■ **What to do**
Rescale the data below from the line containing "of the dark" through the end of the data, and give all those lines again, requests included. Multiply every coordinate in the answers by 0.65 and round to whole numbers, halves up, but keep the numbers in the requests and their format samples as they are.

■ **Available records**
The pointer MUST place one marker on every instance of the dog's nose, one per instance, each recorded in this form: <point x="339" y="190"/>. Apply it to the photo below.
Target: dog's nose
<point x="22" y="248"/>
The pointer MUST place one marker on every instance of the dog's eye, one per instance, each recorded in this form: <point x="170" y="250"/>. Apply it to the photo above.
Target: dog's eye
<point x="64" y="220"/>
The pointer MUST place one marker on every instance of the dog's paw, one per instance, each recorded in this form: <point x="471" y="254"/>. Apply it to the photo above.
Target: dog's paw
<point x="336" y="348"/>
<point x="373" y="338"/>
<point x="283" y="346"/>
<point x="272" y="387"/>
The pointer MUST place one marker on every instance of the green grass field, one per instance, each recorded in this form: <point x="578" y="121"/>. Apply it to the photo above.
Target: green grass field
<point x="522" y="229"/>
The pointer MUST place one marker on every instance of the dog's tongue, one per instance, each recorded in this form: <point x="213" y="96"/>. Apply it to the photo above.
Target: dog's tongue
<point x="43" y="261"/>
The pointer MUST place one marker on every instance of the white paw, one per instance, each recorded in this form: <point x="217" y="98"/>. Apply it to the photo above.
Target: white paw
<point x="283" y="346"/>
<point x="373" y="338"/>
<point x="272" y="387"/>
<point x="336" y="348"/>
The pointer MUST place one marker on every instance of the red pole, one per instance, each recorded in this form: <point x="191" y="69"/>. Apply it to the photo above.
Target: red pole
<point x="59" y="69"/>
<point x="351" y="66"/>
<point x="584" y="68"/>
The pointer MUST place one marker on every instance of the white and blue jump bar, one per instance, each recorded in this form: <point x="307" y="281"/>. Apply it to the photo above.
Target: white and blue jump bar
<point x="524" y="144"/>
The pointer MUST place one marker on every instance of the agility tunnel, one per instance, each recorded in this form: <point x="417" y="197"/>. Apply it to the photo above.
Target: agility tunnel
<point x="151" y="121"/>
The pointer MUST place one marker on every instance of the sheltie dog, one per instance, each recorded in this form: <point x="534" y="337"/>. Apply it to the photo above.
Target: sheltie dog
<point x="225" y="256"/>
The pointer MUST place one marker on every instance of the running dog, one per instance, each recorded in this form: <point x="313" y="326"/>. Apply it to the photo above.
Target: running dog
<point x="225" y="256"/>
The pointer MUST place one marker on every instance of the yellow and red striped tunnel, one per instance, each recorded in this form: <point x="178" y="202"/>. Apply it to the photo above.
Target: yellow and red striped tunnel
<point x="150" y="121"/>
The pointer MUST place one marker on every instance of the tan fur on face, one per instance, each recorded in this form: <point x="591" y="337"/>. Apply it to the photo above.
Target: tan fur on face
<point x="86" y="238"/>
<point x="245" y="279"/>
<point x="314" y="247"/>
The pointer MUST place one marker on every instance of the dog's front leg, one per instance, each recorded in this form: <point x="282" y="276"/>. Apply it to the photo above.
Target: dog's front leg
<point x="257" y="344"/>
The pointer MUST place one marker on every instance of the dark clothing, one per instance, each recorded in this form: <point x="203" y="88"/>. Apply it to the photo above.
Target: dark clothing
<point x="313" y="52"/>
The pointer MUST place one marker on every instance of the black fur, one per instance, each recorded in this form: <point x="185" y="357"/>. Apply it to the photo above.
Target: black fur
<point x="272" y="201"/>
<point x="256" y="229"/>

■ **Answer to the task**
The pointer MUST place one marker on every instance of the dark clothing, one per instance, each recorded in this form: <point x="203" y="88"/>. Apply it to the photo above.
Target: dark clothing
<point x="203" y="34"/>
The pointer MUST place one marker on every instance of the black fur, one per instance, each recorded in this form: <point x="185" y="357"/>. Apply it to the photo above.
Target: black fur
<point x="177" y="131"/>
<point x="166" y="149"/>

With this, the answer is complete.